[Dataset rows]
=-=-=

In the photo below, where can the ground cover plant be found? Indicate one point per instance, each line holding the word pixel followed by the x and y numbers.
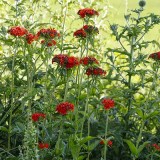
pixel 65 94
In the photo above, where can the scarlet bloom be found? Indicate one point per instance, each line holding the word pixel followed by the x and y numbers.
pixel 95 71
pixel 43 145
pixel 87 12
pixel 80 33
pixel 156 146
pixel 64 107
pixel 30 38
pixel 109 143
pixel 155 56
pixel 90 29
pixel 88 61
pixel 66 61
pixel 50 43
pixel 36 116
pixel 108 103
pixel 48 33
pixel 17 31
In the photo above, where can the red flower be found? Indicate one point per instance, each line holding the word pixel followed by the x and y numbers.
pixel 88 60
pixel 109 143
pixel 30 38
pixel 90 29
pixel 87 12
pixel 36 116
pixel 17 31
pixel 108 103
pixel 80 33
pixel 95 71
pixel 66 61
pixel 48 33
pixel 64 107
pixel 43 145
pixel 72 62
pixel 50 43
pixel 155 56
pixel 157 147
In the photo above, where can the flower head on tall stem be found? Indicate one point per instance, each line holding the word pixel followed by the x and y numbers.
pixel 49 43
pixel 87 12
pixel 109 143
pixel 88 61
pixel 80 33
pixel 95 71
pixel 36 116
pixel 66 61
pixel 17 31
pixel 90 29
pixel 64 107
pixel 31 37
pixel 108 103
pixel 155 56
pixel 43 145
pixel 48 33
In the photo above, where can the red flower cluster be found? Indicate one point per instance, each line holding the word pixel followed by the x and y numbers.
pixel 48 33
pixel 80 33
pixel 64 107
pixel 155 56
pixel 157 147
pixel 88 60
pixel 18 31
pixel 95 71
pixel 43 145
pixel 108 103
pixel 87 12
pixel 66 61
pixel 109 143
pixel 36 116
pixel 90 29
pixel 30 38
pixel 50 43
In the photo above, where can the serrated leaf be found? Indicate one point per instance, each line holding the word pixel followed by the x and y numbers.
pixel 132 147
pixel 81 157
pixel 3 129
pixel 155 113
pixel 86 139
pixel 93 145
pixel 139 112
pixel 141 147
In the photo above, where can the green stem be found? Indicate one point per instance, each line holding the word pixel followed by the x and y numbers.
pixel 63 24
pixel 86 108
pixel 105 137
pixel 140 135
pixel 66 88
pixel 12 95
pixel 130 80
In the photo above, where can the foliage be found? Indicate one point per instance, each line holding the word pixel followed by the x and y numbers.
pixel 65 95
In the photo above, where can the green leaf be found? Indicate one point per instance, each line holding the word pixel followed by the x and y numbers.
pixel 132 147
pixel 74 147
pixel 93 145
pixel 86 139
pixel 3 129
pixel 81 157
pixel 139 112
pixel 141 147
pixel 155 113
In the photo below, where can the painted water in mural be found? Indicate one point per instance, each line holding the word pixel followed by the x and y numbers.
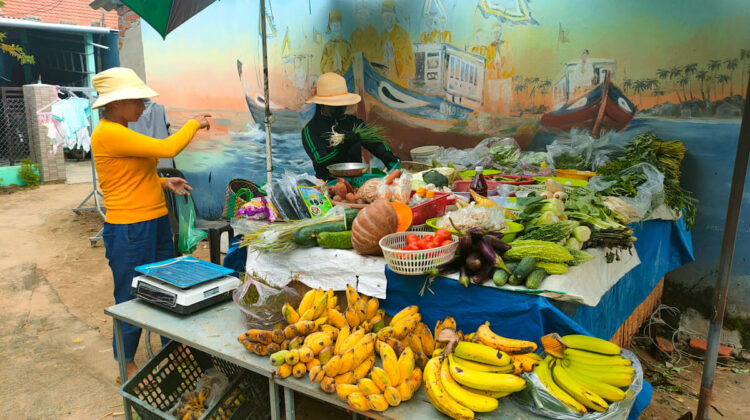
pixel 452 72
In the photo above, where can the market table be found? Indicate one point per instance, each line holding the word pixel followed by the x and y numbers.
pixel 214 331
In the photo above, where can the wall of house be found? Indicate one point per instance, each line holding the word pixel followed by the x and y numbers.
pixel 453 72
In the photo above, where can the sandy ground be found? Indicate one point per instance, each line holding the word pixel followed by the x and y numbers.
pixel 56 341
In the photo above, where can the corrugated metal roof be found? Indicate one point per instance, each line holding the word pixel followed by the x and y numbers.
pixel 71 12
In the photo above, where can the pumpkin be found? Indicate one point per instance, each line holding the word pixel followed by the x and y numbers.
pixel 371 225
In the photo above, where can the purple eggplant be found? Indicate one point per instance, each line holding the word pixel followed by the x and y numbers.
pixel 489 254
pixel 473 262
pixel 498 245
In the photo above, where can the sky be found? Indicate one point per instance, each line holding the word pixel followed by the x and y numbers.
pixel 196 64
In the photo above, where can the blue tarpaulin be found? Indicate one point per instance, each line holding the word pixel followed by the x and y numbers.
pixel 661 245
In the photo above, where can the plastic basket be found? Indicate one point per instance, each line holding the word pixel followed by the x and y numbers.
pixel 414 262
pixel 173 371
pixel 433 208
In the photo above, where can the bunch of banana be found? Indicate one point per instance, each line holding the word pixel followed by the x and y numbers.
pixel 264 342
pixel 389 386
pixel 351 358
pixel 585 373
pixel 305 358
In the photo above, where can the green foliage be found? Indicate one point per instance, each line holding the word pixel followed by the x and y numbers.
pixel 29 173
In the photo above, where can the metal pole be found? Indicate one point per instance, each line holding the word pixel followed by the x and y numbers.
pixel 725 261
pixel 268 120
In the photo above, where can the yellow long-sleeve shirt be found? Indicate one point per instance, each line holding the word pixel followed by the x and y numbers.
pixel 126 165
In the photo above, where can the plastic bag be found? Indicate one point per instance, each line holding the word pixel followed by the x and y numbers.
pixel 650 194
pixel 286 198
pixel 189 234
pixel 261 304
pixel 538 400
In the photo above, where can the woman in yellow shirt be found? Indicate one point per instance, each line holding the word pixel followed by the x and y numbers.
pixel 136 227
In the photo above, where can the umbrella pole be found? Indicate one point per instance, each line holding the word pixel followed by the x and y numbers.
pixel 725 262
pixel 268 120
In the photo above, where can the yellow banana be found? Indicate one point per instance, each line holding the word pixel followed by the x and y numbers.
pixel 544 374
pixel 392 395
pixel 351 317
pixel 299 370
pixel 343 390
pixel 486 380
pixel 409 310
pixel 377 402
pixel 470 400
pixel 363 369
pixel 592 344
pixel 380 378
pixel 372 308
pixel 307 301
pixel 508 345
pixel 577 390
pixel 482 367
pixel 481 353
pixel 351 296
pixel 336 318
pixel 333 366
pixel 439 398
pixel 358 401
pixel 367 386
pixel 343 335
pixel 284 371
pixel 390 363
pixel 289 313
pixel 405 364
pixel 428 342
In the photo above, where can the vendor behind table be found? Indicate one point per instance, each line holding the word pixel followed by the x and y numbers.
pixel 318 137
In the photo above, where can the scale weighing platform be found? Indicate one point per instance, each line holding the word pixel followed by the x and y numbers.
pixel 183 285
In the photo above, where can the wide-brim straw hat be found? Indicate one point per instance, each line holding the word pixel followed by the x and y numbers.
pixel 331 90
pixel 119 83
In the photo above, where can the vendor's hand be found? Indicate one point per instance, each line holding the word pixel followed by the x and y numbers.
pixel 203 120
pixel 178 186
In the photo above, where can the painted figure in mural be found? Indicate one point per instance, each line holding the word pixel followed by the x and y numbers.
pixel 333 99
pixel 365 38
pixel 499 90
pixel 337 52
pixel 398 55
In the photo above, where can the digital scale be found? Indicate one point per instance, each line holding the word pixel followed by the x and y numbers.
pixel 184 285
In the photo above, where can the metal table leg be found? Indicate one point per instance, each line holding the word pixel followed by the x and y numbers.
pixel 120 346
pixel 273 391
pixel 289 403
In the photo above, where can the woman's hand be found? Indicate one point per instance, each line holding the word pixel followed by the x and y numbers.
pixel 203 120
pixel 178 186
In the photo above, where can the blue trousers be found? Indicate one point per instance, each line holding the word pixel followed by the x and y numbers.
pixel 128 246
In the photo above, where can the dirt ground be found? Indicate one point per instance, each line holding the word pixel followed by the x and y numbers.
pixel 55 340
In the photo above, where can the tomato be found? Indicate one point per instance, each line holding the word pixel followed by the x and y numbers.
pixel 443 234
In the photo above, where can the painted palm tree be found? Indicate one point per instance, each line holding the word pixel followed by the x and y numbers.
pixel 714 66
pixel 731 65
pixel 724 79
pixel 689 71
pixel 701 76
pixel 675 73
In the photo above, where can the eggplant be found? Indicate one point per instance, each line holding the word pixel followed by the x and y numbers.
pixel 483 274
pixel 498 245
pixel 473 262
pixel 490 255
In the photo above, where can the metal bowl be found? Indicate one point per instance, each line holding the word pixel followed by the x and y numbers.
pixel 348 169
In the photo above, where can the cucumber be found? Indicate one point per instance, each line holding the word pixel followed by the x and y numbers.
pixel 335 240
pixel 306 236
pixel 524 268
pixel 534 280
pixel 500 277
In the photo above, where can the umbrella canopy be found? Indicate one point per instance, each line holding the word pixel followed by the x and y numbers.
pixel 166 15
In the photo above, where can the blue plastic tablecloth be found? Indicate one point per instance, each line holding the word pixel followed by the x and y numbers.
pixel 662 246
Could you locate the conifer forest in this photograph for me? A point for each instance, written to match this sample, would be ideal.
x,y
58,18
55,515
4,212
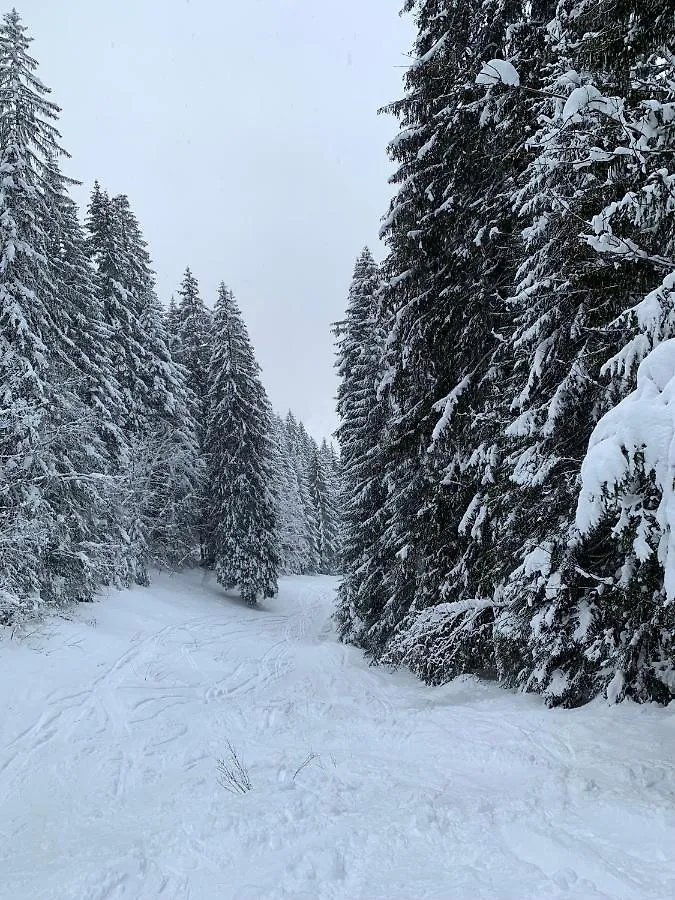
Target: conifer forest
x,y
431,654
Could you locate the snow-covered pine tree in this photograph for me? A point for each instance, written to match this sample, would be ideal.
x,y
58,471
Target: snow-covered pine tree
x,y
161,477
298,449
173,328
294,546
451,240
193,338
241,524
323,493
86,498
593,203
360,347
50,492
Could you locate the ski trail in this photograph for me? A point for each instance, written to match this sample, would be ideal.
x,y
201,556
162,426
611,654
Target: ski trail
x,y
366,784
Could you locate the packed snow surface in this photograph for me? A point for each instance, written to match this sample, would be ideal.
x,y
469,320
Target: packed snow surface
x,y
365,784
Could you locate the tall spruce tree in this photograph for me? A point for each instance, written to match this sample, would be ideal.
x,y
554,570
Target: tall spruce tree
x,y
360,346
294,545
598,237
193,324
52,479
161,475
450,231
241,524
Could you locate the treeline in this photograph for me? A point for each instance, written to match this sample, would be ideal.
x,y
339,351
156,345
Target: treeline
x,y
129,438
506,374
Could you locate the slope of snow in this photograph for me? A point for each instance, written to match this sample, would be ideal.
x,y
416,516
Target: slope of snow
x,y
111,730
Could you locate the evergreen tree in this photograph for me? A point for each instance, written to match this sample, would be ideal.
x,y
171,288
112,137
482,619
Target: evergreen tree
x,y
193,323
360,343
298,448
50,493
322,490
161,477
294,547
242,539
448,272
595,200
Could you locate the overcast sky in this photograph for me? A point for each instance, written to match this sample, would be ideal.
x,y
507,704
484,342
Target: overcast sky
x,y
246,134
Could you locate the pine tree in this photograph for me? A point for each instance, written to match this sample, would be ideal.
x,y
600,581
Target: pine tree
x,y
173,328
360,344
298,448
600,231
193,323
51,495
294,547
450,232
242,539
325,501
162,474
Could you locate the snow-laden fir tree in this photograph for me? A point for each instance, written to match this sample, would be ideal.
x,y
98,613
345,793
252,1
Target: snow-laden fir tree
x,y
591,612
360,347
324,495
161,477
241,524
294,543
299,450
52,483
450,231
193,324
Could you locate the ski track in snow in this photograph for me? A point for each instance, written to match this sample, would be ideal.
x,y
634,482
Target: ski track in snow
x,y
366,784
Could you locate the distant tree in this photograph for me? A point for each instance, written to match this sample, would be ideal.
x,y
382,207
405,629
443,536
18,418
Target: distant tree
x,y
294,546
193,324
241,525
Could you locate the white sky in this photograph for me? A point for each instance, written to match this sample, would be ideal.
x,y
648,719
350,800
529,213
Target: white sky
x,y
246,136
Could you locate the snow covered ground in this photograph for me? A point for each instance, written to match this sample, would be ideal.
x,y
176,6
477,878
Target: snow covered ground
x,y
112,725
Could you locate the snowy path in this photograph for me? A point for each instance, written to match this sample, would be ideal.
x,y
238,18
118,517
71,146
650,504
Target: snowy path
x,y
111,729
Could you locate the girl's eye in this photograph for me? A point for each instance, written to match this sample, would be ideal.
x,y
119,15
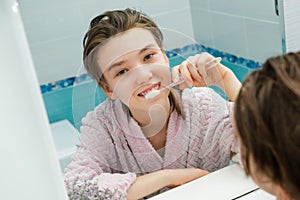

=-=-=

_What the exercise asks:_ Copy out, word for word, the lines of the material from the line containing "In the photo above, where can the corrugated" through the line containing "pixel 71 12", including both of those lines.

_Output of the exercise:_
In the photo above, where can the corrugated metal roof be found? Indicate one point per instance, each line holding the word pixel followed by the x and y numbers.
pixel 71 12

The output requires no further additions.